▸ **EXERCISES**
1. Answer each question from the passage below on Sumbanese eyelash payments, one line per answer, marked to match.
(a) What do wulu mata payments usually consist of?
(b) What two meanings does the word mata have?
(c) How many days after the feast is the sacrificed animal's head cooked in a special meal?
2. Continue the passage below on Sumbanese eyelash payments, picking up after its final sentence.

This apparently trivial plucking of lashes has considerable symbolic importance, for it removes the sign of a payment that is made in the expectation of a return. The term for eyelashes, wulu mata , is also used in Sumbanese languages to refer to the fringe of traditional textiles, and is a polite term for all kinds of ritual payments that compensate persons for performing as ceremonial mediators. Thus, the go-betweens in a marriage negotiation are paid in wulu mata , as are priests who perform at a feast or the messengers who help to work out a truce between feuding parties. Usually these payments consist of cloth, small sums of money, and betel nut. They are called "eyelashes" as a form of modest speech indicating that the debt owed to these intermediaries is greater than the compensation offered, but further benefits will be provided by the spirits in attendance. The "fringe," in other words, is only the visible payment; it stands for a much larger invisible payment that should follow.

The "fringe payment" of eyelashes is also what protects the source. Lashes are the furry shield of each mata , which has the double meaning of "eye" and "origin"; thus wulu mata refers also to compensations made to protect source villages and the source of fertility for each animal. The continuity of the ancestral village is protected by sacrifices to feed its ancestors. When an animal is sacrificed within the village, its eyelashes do not leave. Its head is given to the person who "owns" the sacrifice; it is then cooked in a special meal four days after the feast. Only after this meal has been prepared can the souls of the buffalo depart to the afterworld.

▸ **COLLECTED MATERIAL**
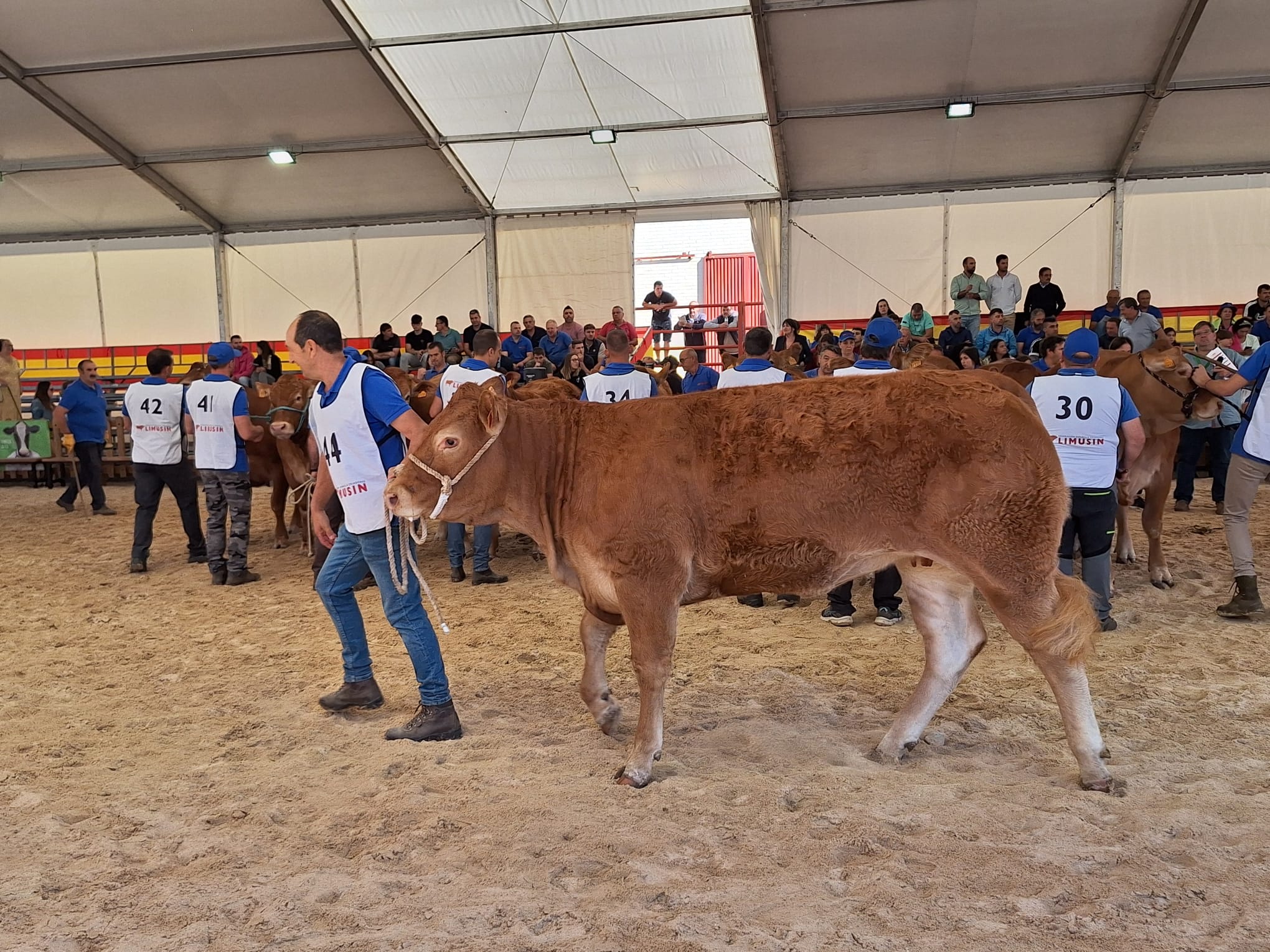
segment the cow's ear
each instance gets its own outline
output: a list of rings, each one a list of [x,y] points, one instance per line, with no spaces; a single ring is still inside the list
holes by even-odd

▸ **EXPECTED RESULTS**
1.
(a) Cloth, small sums of money, and betel nut.
(b) "Eye" and "origin."
(c) Four days.

2.
When livestock are sold for export their souls are not recycled to the ancestors to promote life in future generations. Plucking the eyelashes, then, is a way to hold on to a part of the animal's vitality, and particularly the animal's reproductive powers, even if its body is definitively sent away. Eyelashes, like horns, are vital excrescences which show that the animal is alive. Removing them and storing them in a coconut shell along with other ancestral treasures in the attic keeps a part of the animal in the village. The Kodi say that the eyelashes "keep the soul from leaving" even when the flesh is gone. Through prayers recited over the eyelashes, the ndewa , or ancestral essence, of the animals may be called back. Although the meat itself cannot be dedicated to the ancestors or consumed and distributed, one small aspect of the animal's vital essence is set aside, not lost to outside forces.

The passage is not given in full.